-------- Исходный текст --------
Настроение, как видите, такое, что всякую мысль готов превратить в лирический стих. Очень радостное и очень напряженное. И еще раз, желаю Вам таких же мыслей и чувств, хотя это и не будет способствовать Вашему сочинению. Да, ведь сочинение само собой напишется, потому что
Всё, кружась, исчезает во мгле,
Неподвижно лишь солнце любви.
Скоро мы ведь увидимся в Петербурге; но все-таки напишите.
Искренно Вас любящий Ал. Блок.
Стихотворение, приводимое ниже, должно, по-моему, доставить удовольствие. Это — Аснык, в переводе… Лебедева!
Чудесный сон
Чудесный сон, владея мной,
Мечтою длился нежной.
-------- Предоставленный материал --------
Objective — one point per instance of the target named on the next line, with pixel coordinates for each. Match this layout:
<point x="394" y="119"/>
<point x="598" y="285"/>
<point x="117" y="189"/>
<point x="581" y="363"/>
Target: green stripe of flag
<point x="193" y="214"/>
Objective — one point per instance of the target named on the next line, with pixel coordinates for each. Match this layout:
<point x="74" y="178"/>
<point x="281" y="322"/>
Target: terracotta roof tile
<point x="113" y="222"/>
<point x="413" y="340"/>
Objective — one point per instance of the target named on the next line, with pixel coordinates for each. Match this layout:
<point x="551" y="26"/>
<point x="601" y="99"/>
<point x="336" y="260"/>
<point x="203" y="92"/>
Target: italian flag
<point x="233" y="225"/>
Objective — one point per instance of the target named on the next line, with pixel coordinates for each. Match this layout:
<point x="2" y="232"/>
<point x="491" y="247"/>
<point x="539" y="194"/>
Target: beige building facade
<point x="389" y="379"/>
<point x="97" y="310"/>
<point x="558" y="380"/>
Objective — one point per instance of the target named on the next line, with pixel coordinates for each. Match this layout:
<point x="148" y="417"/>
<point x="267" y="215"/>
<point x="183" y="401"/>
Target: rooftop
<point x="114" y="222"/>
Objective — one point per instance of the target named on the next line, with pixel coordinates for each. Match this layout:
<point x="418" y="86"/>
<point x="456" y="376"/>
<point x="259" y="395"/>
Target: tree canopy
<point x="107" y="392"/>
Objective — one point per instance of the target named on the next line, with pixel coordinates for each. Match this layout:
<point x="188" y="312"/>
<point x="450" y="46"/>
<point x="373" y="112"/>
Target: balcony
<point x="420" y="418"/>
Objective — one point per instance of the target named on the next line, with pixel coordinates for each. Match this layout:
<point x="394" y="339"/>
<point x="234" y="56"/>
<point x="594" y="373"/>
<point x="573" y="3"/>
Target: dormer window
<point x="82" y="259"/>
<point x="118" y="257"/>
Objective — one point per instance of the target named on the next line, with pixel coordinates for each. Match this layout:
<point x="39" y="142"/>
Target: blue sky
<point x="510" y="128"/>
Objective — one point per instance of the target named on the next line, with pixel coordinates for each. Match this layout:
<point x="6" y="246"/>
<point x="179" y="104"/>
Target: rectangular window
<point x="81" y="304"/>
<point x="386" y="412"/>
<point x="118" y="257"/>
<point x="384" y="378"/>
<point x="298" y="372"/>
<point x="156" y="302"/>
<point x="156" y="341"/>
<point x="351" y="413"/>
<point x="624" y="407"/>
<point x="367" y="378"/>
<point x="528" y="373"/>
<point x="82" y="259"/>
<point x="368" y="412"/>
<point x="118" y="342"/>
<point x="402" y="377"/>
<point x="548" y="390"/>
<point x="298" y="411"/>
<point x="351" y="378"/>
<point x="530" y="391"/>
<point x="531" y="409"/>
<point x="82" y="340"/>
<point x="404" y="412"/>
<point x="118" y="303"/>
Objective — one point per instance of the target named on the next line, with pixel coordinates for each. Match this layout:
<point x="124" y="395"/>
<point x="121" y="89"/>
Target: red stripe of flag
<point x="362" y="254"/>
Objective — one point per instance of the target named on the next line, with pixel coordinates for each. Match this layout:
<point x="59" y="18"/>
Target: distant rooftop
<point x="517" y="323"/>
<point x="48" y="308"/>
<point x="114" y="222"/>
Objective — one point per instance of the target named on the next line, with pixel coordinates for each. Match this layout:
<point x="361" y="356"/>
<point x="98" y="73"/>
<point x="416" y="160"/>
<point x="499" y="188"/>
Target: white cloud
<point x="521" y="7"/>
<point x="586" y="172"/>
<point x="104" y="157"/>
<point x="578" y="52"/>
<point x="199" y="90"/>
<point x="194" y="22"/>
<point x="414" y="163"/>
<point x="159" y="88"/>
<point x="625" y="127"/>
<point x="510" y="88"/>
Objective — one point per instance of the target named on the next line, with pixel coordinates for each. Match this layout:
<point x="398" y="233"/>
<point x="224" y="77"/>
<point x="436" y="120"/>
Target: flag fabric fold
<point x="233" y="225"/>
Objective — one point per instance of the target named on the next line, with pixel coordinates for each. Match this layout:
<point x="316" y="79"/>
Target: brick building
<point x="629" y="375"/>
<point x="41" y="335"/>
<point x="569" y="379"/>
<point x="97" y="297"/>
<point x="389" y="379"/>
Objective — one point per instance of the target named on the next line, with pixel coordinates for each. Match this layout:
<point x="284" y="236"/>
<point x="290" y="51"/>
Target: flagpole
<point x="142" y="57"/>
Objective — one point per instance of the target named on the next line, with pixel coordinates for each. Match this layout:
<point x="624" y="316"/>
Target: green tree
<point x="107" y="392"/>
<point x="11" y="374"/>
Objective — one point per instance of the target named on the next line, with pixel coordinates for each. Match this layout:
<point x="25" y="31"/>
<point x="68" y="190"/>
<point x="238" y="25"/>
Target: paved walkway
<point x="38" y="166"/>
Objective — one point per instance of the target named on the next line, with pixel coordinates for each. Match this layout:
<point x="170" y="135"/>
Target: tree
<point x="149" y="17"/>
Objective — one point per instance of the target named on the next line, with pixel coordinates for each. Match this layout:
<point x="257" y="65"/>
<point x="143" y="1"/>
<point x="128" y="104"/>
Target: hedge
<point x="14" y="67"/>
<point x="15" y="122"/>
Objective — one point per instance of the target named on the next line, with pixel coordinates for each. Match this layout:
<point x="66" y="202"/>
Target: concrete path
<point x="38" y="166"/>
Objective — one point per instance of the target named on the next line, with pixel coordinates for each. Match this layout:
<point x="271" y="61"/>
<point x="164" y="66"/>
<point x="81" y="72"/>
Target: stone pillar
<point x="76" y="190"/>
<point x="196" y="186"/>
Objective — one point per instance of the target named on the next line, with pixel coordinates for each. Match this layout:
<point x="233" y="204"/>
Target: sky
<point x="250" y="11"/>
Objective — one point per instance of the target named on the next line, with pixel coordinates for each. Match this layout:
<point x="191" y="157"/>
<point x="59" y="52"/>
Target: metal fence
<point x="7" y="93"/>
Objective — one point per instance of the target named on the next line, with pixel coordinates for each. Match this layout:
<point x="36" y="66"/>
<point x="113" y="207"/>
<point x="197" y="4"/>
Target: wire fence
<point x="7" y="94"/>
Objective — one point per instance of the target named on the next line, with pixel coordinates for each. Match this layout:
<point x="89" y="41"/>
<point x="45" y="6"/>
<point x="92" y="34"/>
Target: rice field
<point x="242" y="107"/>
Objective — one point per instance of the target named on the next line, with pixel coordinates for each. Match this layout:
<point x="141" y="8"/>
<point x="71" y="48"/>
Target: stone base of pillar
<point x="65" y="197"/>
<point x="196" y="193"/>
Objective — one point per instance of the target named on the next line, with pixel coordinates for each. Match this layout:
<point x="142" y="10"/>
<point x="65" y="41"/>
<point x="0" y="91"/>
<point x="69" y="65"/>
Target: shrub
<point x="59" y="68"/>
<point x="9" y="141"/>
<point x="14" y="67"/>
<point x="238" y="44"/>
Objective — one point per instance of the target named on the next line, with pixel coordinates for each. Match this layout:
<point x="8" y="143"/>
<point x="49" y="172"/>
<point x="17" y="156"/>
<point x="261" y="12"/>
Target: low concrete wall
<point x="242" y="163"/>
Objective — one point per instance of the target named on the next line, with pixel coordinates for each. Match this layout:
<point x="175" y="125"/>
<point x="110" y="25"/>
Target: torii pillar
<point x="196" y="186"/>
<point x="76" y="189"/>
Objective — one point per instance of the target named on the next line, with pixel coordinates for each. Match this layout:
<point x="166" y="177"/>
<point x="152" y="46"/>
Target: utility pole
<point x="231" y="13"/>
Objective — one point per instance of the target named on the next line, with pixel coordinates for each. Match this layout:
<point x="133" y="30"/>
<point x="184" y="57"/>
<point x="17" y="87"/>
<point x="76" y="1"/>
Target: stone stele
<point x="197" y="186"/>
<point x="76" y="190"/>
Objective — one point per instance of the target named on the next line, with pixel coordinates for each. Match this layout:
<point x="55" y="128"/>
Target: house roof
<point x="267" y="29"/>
--------
Поставленная задача: Воспроизведите исходный текст целиком, без единого изменения. Материал здесь не нужен.

Ответ на задание:
Настроение, как видите, такое, что всякую мысль готов превратить в лирический стих. Очень радостное и очень напряженное. И еще раз, желаю Вам таких же мыслей и чувств, хотя это и не будет способствовать Вашему сочинению. Да, ведь сочинение само собой напишется, потому что
Всё, кружась, исчезает во мгле,
Неподвижно лишь солнце любви.
Скоро мы ведь увидимся в Петербурге; но все-таки напишите.
Искренно Вас любящий Ал. Блок.
Стихотворение, приводимое ниже, должно, по-моему, доставить удовольствие. Это — Аснык, в переводе… Лебедева!
Чудесный сон
Чудесный сон, владея мной,
Мечтою длился нежной.